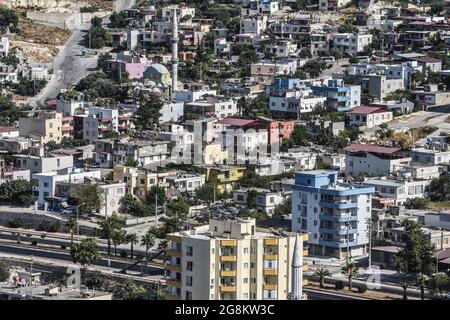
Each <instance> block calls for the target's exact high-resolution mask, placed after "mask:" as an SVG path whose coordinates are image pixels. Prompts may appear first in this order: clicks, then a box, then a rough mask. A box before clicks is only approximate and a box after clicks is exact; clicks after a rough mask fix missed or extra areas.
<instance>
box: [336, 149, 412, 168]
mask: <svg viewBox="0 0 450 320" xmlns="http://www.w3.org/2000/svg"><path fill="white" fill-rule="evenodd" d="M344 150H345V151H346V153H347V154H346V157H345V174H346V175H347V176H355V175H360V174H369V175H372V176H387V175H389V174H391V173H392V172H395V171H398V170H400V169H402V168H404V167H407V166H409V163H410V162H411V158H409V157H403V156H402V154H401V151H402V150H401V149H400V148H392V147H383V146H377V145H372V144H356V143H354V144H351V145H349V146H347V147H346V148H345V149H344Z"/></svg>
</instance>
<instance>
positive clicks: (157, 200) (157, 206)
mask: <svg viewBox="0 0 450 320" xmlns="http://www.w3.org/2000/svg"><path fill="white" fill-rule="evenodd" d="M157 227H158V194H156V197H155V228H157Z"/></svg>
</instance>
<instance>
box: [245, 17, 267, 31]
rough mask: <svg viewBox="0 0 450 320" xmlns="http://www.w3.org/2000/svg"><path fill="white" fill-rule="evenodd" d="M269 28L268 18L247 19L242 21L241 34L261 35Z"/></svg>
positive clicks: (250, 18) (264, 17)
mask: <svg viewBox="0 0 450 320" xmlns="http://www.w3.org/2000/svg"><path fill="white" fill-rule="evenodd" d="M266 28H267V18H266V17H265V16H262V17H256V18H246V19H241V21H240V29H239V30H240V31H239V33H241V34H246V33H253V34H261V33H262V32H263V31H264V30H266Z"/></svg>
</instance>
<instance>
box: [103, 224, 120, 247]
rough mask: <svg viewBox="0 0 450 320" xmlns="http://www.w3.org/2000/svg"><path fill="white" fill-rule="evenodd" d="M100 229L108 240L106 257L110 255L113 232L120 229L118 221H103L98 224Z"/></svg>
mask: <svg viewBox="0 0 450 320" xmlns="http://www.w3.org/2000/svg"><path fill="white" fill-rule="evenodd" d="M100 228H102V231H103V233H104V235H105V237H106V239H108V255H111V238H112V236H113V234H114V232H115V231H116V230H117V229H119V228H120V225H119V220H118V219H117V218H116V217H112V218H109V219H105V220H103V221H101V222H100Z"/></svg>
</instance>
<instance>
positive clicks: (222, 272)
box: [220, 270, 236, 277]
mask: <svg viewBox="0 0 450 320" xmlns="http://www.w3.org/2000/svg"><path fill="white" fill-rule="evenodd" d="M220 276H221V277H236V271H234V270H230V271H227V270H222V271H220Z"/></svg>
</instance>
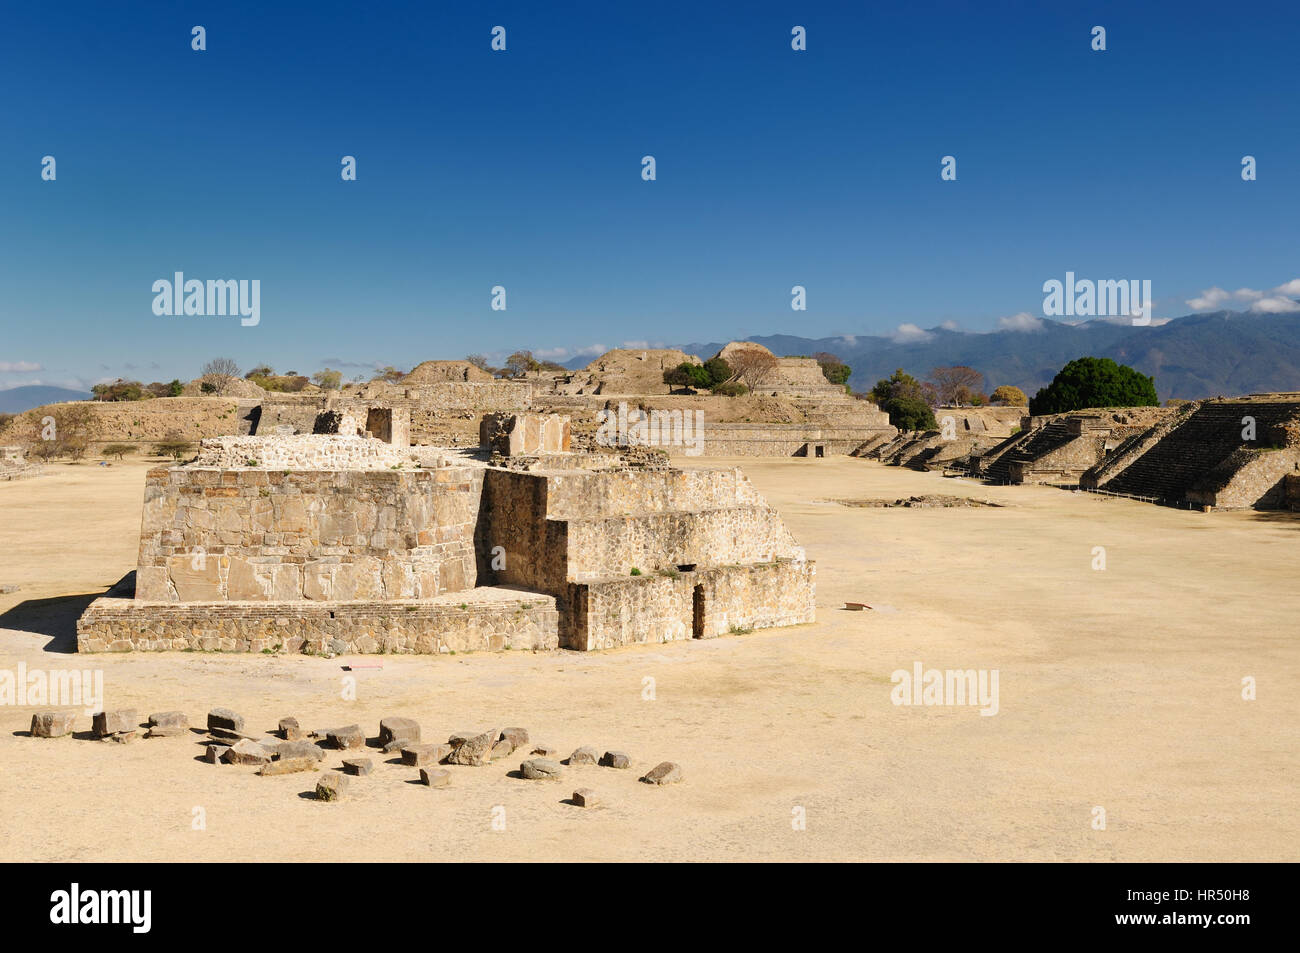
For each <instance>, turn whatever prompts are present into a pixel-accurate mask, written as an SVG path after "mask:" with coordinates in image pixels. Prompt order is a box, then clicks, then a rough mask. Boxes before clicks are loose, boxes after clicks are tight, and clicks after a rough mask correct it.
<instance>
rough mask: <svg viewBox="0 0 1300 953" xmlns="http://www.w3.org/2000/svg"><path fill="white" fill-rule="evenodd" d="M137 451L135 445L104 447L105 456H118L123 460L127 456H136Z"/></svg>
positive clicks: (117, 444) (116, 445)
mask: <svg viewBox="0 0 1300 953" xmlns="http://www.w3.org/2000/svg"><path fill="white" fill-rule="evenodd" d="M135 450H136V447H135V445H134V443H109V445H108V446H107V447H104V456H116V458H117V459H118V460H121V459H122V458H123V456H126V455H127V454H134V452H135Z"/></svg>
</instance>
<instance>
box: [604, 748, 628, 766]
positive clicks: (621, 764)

----------

**Your task:** Write out the full listing verbatim, excluding its pictures.

**Exercise response:**
Each <instance> block calls for the target's exact high-resolution mask, placed after "mask:" as an SVG path whose coordinates are image pixels. Prompts may appear first in this order: clicks, then a box, then a rough mask. A box before clicks is only approximate and a box after clicks is exact; clicks after a rough mask fix missed or extra areas.
<instance>
box: [336, 149, 412, 168]
mask: <svg viewBox="0 0 450 320" xmlns="http://www.w3.org/2000/svg"><path fill="white" fill-rule="evenodd" d="M344 150H345V151H346V153H347V154H346V157H345V174H346V175H347V176H355V175H360V174H369V175H372V176H387V175H389V174H391V173H392V172H395V171H398V170H400V169H402V168H404V167H407V166H409V163H410V162H411V158H409V157H403V156H402V154H401V151H402V150H401V149H400V148H392V147H383V146H377V145H372V144H356V143H354V144H351V145H349V146H347V147H346V148H345V149H344Z"/></svg>
</instance>
<instance>
positive clicks: (157, 200) (157, 206)
mask: <svg viewBox="0 0 450 320" xmlns="http://www.w3.org/2000/svg"><path fill="white" fill-rule="evenodd" d="M157 227H158V194H156V197H155V228H157Z"/></svg>
</instance>
<instance>
box: [245, 17, 267, 31]
rough mask: <svg viewBox="0 0 450 320" xmlns="http://www.w3.org/2000/svg"><path fill="white" fill-rule="evenodd" d="M269 28L268 18L247 19L242 21L241 34L261 35Z"/></svg>
positive clicks: (250, 18) (264, 17)
mask: <svg viewBox="0 0 450 320" xmlns="http://www.w3.org/2000/svg"><path fill="white" fill-rule="evenodd" d="M266 28H267V18H266V17H265V16H262V17H256V18H246V19H241V21H240V29H239V30H240V31H239V33H241V34H246V33H253V34H261V33H262V32H263V31H264V30H266Z"/></svg>
</instance>
<instance>
box: [103, 224, 120, 247]
rough mask: <svg viewBox="0 0 450 320" xmlns="http://www.w3.org/2000/svg"><path fill="white" fill-rule="evenodd" d="M100 229L108 240L106 257L110 255L113 232L120 229L118 221H103L98 224Z"/></svg>
mask: <svg viewBox="0 0 450 320" xmlns="http://www.w3.org/2000/svg"><path fill="white" fill-rule="evenodd" d="M100 228H102V231H103V233H104V235H105V237H106V239H108V255H111V238H112V236H113V234H114V232H115V231H116V230H117V229H119V228H120V225H119V220H118V219H117V218H116V217H112V218H109V219H105V220H103V221H101V222H100Z"/></svg>
</instance>
<instance>
positive clicks: (222, 272)
box: [220, 270, 236, 277]
mask: <svg viewBox="0 0 450 320" xmlns="http://www.w3.org/2000/svg"><path fill="white" fill-rule="evenodd" d="M220 276H221V277H236V271H234V270H230V271H227V270H222V271H220Z"/></svg>
</instance>
For each <instance>, turn whatever prompts are present into a pixel-accurate mask, written as an SVG path after "mask:" with coordinates in image pixels. Prompt order is a box, then clicks, then a rough mask. Boxes before clicks are loose, boxes after clicks are tight, and clicks after a rough mask correct it.
<instance>
rough mask: <svg viewBox="0 0 1300 953" xmlns="http://www.w3.org/2000/svg"><path fill="white" fill-rule="evenodd" d="M137 451L135 445L104 447L105 456H118L123 460L127 456H136Z"/></svg>
positive clicks: (117, 444) (116, 445)
mask: <svg viewBox="0 0 1300 953" xmlns="http://www.w3.org/2000/svg"><path fill="white" fill-rule="evenodd" d="M135 450H136V447H135V445H134V443H109V445H108V446H107V447H104V456H116V458H117V459H118V460H121V459H122V458H123V456H126V455H127V454H134V452H135Z"/></svg>
</instance>
<instance>
box: [604, 748, 628, 766]
positive clicks: (621, 764)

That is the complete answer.